● Task:
Copy the records below in full and leave every image out of the copy.

● Data for this exercise:

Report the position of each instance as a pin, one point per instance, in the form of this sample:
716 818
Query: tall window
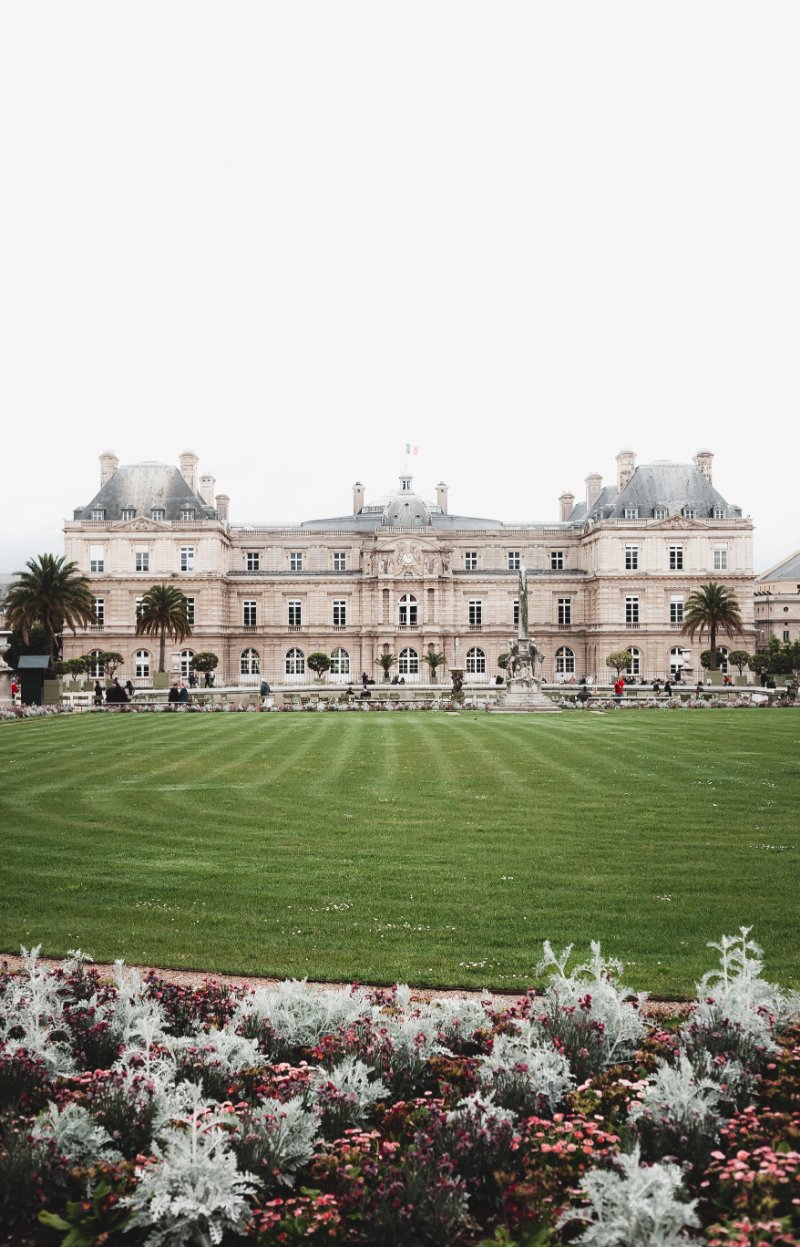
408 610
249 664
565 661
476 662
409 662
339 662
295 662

● Your solution:
Report the position of each instance as a pin, one point per instance, in the form of this sample:
716 818
Query: tall window
408 610
249 664
565 661
476 662
409 662
339 662
295 662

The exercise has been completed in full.